**SET PROBLEM:** Rewrite all of the rows below with their requests, leaving out the pictures, and scale every bounding-box coordinate in the answers by 0.9, rounding to whole numbers with halves going up. Keep the numbers in the requests, including the sample JSON, unchanged.

Items listed in a dataset:
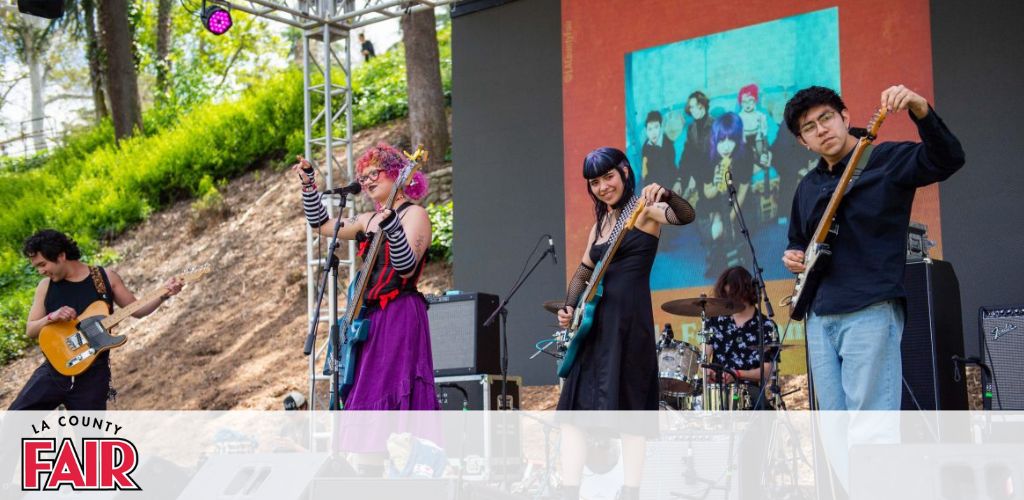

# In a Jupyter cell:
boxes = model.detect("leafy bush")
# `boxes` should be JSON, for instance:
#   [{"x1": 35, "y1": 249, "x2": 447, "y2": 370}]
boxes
[
  {"x1": 0, "y1": 23, "x2": 452, "y2": 364},
  {"x1": 427, "y1": 201, "x2": 452, "y2": 263}
]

**WORKED ANSWER:**
# In a Jupyter cell:
boxes = model.detect("leafy bush")
# `boxes` should be JSON, for instance:
#   [{"x1": 35, "y1": 249, "x2": 447, "y2": 370}]
boxes
[
  {"x1": 0, "y1": 21, "x2": 407, "y2": 328},
  {"x1": 384, "y1": 181, "x2": 407, "y2": 237}
]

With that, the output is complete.